### EXERCISE BRIEF
Rewrite all of the entries below as a Markdown table with two columns, "No." and "Line". Give each line its own row, numbered in order, and leave out any blank lines.

(Point annotation dataset entries)
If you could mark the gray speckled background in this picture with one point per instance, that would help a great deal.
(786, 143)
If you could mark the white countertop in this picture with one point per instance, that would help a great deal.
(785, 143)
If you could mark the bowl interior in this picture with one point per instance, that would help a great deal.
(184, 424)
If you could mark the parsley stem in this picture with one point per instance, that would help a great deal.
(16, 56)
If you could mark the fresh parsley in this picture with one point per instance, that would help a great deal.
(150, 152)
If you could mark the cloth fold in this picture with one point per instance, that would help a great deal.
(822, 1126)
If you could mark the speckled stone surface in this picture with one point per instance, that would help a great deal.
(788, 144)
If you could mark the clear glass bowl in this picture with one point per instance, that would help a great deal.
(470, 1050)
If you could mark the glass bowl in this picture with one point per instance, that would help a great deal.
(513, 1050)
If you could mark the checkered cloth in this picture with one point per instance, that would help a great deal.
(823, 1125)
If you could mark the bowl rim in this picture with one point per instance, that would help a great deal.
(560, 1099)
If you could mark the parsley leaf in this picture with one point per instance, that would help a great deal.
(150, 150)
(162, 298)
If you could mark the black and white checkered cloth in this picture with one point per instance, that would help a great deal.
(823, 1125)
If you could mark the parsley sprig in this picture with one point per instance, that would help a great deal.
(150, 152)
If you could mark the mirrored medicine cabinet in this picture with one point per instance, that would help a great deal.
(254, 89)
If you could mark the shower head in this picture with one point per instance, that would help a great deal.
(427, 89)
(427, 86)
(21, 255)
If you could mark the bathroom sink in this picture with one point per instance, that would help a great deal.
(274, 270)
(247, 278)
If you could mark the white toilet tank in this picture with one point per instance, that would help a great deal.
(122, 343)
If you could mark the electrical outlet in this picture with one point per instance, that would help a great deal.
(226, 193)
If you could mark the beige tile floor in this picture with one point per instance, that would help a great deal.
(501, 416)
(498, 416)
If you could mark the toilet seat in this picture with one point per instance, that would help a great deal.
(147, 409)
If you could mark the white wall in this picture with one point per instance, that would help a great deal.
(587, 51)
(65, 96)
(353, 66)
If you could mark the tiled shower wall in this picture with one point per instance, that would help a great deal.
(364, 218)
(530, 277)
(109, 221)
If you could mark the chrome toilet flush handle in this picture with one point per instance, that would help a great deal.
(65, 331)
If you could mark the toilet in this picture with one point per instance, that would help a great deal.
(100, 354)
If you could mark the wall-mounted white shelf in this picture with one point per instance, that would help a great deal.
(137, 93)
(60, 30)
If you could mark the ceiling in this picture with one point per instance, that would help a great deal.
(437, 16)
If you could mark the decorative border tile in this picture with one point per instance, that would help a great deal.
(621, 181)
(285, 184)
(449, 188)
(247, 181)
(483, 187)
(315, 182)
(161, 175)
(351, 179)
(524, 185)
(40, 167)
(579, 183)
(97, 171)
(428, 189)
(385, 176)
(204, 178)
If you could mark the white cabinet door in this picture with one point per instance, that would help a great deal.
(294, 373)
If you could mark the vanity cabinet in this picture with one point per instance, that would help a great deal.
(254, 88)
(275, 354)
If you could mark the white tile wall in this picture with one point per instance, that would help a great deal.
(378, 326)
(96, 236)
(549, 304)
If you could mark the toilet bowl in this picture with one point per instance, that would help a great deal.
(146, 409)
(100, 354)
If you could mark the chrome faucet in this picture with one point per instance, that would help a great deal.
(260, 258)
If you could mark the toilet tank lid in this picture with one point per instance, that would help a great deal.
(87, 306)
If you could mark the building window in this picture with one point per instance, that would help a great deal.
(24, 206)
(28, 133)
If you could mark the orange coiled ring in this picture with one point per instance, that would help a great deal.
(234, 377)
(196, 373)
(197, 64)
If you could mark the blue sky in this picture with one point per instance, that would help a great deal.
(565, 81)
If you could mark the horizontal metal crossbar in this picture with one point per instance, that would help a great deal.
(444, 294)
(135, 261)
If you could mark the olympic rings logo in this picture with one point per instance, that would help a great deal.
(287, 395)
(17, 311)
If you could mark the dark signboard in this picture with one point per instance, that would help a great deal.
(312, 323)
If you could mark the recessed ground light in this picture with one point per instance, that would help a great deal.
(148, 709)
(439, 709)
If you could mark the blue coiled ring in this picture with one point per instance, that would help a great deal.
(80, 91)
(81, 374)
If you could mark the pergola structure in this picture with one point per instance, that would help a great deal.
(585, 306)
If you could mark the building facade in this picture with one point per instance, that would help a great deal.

### FINISHED EXERCISE
| No. | Line |
|---|---|
| 1 | If you could mark the gray speckled background in this picture with one point per instance, that would help a great deal. |
| 2 | (786, 143) |
| 3 | If you could mark the white countertop in this picture with one point per instance, that would help a great deal. |
| 4 | (785, 143) |
| 5 | If you could mark the bowl interior in this picture with one point per instance, that would help a great deal. |
| 6 | (184, 424) |
| 7 | If you could mark the parsley stem in this picture with one point per instance, that would help a great deal. |
| 8 | (16, 56) |
| 9 | If you could mark the fresh parsley in this picture with one point per instance, that would help a great deal. |
| 10 | (150, 152) |
| 11 | If you could mark the cloth fold in this picture with one point per instance, that would help a great deal. |
| 12 | (822, 1126) |
| 13 | If you could mark the speckled stone surface in this picture with one point per instance, that would help a great deal. |
| 14 | (788, 144) |
| 15 | If you could mark the clear glass bowl in this picture with one point per instance, that would help a great deal. |
| 16 | (470, 1050) |
| 17 | If you could mark the glass bowl in this picture with one point per instance, that would help a great deal. |
| 18 | (513, 1050) |
| 19 | If you could mark the checkered cloth in this picture with one point per instance, that would help a great deal. |
| 20 | (823, 1125) |
| 21 | If you could mark the bowl rim in this picture with one point per instance, that would help a great deal. |
| 22 | (560, 1099) |
| 23 | If you could mark the parsley leaf in this picture with one point per instance, that would help a great deal. |
| 24 | (150, 150) |
| 25 | (162, 298) |
| 26 | If you could mark the black and white checkered cloth in this picture with one point per instance, that would help a great deal. |
| 27 | (823, 1125) |
| 28 | If you could mark the parsley sprig in this picture with one point per instance, that would help a great deal. |
| 29 | (150, 152) |
| 30 | If you could mark the mirrored medicine cabinet in this picture with one point per instance, that would help a great deal. |
| 31 | (254, 89) |
| 32 | If you could mark the shower head in this picture with one point per instance, that would help a great deal. |
| 33 | (427, 89) |
| 34 | (427, 86) |
| 35 | (21, 255) |
| 36 | If you could mark the bathroom sink in this picture with one point per instance, that would help a great deal. |
| 37 | (274, 270) |
| 38 | (247, 278) |
| 39 | If you could mark the white toilet tank in this picture with one point per instance, that would help a great deal. |
| 40 | (122, 343) |
| 41 | If you could mark the electrical outlet in this picture with one point per instance, that would help a great deal. |
| 42 | (226, 193) |
| 43 | If you could mark the beige tile floor in this picture with one point per instance, that would help a great deal. |
| 44 | (501, 416) |
| 45 | (498, 416) |
| 46 | If you could mark the toilet seat in this picture with one point per instance, that would help a great deal. |
| 47 | (147, 409) |
| 48 | If you could mark the white wall in this picture with one point per instance, that would help a great deal. |
| 49 | (587, 51) |
| 50 | (65, 96) |
| 51 | (353, 66) |
| 52 | If you could mark the tiled shower wall in this picture with one point per instance, that would help a great deal. |
| 53 | (364, 218) |
| 54 | (530, 277) |
| 55 | (109, 221) |
| 56 | If you could mark the chrome toilet flush handle in this picture with one point per instance, that would help a great deal. |
| 57 | (65, 331) |
| 58 | If you could mark the toilet in this picture with one point per instance, that would help a great deal. |
| 59 | (100, 354) |
| 60 | If you could mark the wall-mounted white shelf in this picture with one point per instance, that would help a great deal. |
| 61 | (137, 93) |
| 62 | (60, 30) |
| 63 | If you could mark the ceiling in this picture with one point per instance, that would help a great deal. |
| 64 | (437, 16) |
| 65 | If you could mark the decorative border tile in this picture with one point per instance, that would help a great deal. |
| 66 | (621, 181) |
| 67 | (285, 184) |
| 68 | (449, 188) |
| 69 | (247, 181) |
| 70 | (483, 187) |
| 71 | (315, 182) |
| 72 | (161, 175) |
| 73 | (351, 179) |
| 74 | (524, 185) |
| 75 | (40, 167) |
| 76 | (579, 183) |
| 77 | (97, 171) |
| 78 | (428, 189) |
| 79 | (385, 176) |
| 80 | (204, 178) |
| 81 | If you could mark the white cabinet door in this picture with one point per instance, that would help a great deal. |
| 82 | (294, 373) |
| 83 | If you could mark the vanity cabinet in this picture with one point per instance, that would help a great deal. |
| 84 | (254, 88) |
| 85 | (275, 354) |
| 86 | If you could mark the white tile wall in this picture with one point per instance, that would help a great deal. |
| 87 | (378, 326) |
| 88 | (96, 236) |
| 89 | (549, 304) |
| 90 | If you could mark the toilet bowl in this picture with one point per instance, that would help a great deal. |
| 91 | (146, 409) |
| 92 | (100, 354) |
| 93 | If you could mark the chrome faucet in this picture with one point per instance, that would help a great deal. |
| 94 | (260, 258) |
| 95 | If you could mark the toilet tank lid in this picture with one point per instance, that would help a great deal. |
| 96 | (87, 306) |
| 97 | If you could mark the building window in this picture with one point per instance, that would help a great deal. |
| 98 | (24, 206) |
| 99 | (28, 133) |
| 100 | If you could mark the orange coiled ring in this picture with one point per instance, that would help a great deal. |
| 101 | (234, 377) |
| 102 | (196, 373) |
| 103 | (197, 64) |
| 104 | If you could mark the blue sky in this picture with one point per instance, that would help a great deal. |
| 105 | (565, 81) |
| 106 | If you could mark the horizontal metal crossbar in this picture with one point per instance, that would help a great deal. |
| 107 | (444, 294) |
| 108 | (135, 261) |
| 109 | If you could mark the olympic rings logo in this picture with one point per instance, that would help a great deal. |
| 110 | (287, 395) |
| 111 | (17, 311) |
| 112 | If you could mark the dark signboard in this picture with one point per instance, that would help a great deal. |
| 113 | (312, 323) |
| 114 | If you could mark the recessed ground light in this picture with one point per instance, that would help a great deal. |
| 115 | (148, 709) |
| 116 | (439, 709) |
| 117 | If you could mark the blue coiled ring in this picture with one point per instance, that would help a great deal. |
| 118 | (80, 91) |
| 119 | (81, 374) |
| 120 | If you could mark the pergola structure in this picture with one point per instance, that would help a great deal. |
| 121 | (585, 306) |
| 122 | If you could mark the building facade in this picture with one point per instance, that would help a great deal. |